Document text
What? Worried I have my holidays mixed up? Don’t worry, I am fully aware today is Memorial Day and not Independence Day. Try telling that to my children though. They think every day is Independence Day. I’m beginning to regret encouraging so much independence in my children. I’ve been praised by our Parent Educator (from Parents As Teachers) in the past for how independent I encourage the boys to be, by letting them pick out their own clothes 95% of the time, potty training them so early on, letting them dress themselves even though it can take 5 times as long and stuff ends up on backwards, etc.

Coordinate labeling data:
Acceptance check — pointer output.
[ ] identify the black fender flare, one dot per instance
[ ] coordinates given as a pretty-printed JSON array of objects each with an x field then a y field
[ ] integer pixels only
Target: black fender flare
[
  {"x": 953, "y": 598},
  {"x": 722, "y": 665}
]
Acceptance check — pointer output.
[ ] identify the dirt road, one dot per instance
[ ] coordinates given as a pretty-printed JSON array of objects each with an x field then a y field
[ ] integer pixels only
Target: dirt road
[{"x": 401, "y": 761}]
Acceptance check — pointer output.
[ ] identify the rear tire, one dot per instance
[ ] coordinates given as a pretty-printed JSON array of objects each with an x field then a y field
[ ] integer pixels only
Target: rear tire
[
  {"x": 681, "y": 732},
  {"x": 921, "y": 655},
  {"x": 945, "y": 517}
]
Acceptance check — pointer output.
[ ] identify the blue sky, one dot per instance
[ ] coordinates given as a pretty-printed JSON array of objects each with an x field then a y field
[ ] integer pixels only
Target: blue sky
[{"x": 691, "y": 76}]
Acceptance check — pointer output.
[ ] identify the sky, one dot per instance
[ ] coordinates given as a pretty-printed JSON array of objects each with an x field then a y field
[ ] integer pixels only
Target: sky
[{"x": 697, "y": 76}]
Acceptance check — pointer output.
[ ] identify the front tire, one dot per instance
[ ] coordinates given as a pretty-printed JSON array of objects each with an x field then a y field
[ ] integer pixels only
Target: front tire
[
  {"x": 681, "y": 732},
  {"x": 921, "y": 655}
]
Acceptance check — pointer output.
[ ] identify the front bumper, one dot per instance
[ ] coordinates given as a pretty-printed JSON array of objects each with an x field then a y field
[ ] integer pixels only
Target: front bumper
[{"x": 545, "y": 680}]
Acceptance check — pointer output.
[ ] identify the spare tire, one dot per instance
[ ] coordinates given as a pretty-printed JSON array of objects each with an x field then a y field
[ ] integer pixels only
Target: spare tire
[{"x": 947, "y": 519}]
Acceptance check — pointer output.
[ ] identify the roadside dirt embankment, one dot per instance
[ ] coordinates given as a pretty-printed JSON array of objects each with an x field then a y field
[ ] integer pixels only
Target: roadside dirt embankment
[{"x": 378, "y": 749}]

What this exercise asks
- a) From the passage on encouraging independence, extract the words from "What? Worried I" to "on backwards, etc.".
- b) List every way the passage on encouraging independence says the writer has encouraged the boys to be independent.
- c) Write what comes next in the passage on encouraging independence, after its last sentence.
The listing has nothing to do with the passage on encouraging independence.

Answers for the exercise
- a)
What? Worried I have my holidays mixed up? Don’t worry, I am fully aware today is Memorial Day and not Independence Day. Try telling that to my children though. They think every day is Independence Day. I’m beginning to regret encouraging so much independence in my children. I’ve been praised by our Parent Educator (from Parents As Teachers) in the past for how independent I encourage the boys to be, by letting them pick out their own clothes 95% of the time, potty training them so early on, letting them dress themselves even though it can take 5 times as long and stuff ends up on backwards, etc.

- b)
- Letting them pick out their own clothes 95% of the time
- Potty training them early
- Letting them dress themselves, even though it can take 5 times as long and things end up on backwards

- c)
All of that toddler independence is well and good, but I think it’s going to send me over the edge. No, seriously. If I have to hear one more time “no, I do it!” I’m going to scream. If I watch one more child throw an outright tantrum because I “helped” him do something I’m going to cry. Maybe if I scream and cry the boys will see how silly they are. Ha! I just reread that – that definitely won’t happen. Instead, I suppose, I’ll struggle along with the terrible 2’s which are quickly approaching the __________ 3’s. Why the blank space? Well it’s yet to be seen if my children will fall into the rare “terrific 3’s” or into the more common “terrible 3’s”. I’m praying all this independence stuff will result in the 3’s being a breeze.
Hey, a mom can dream, right?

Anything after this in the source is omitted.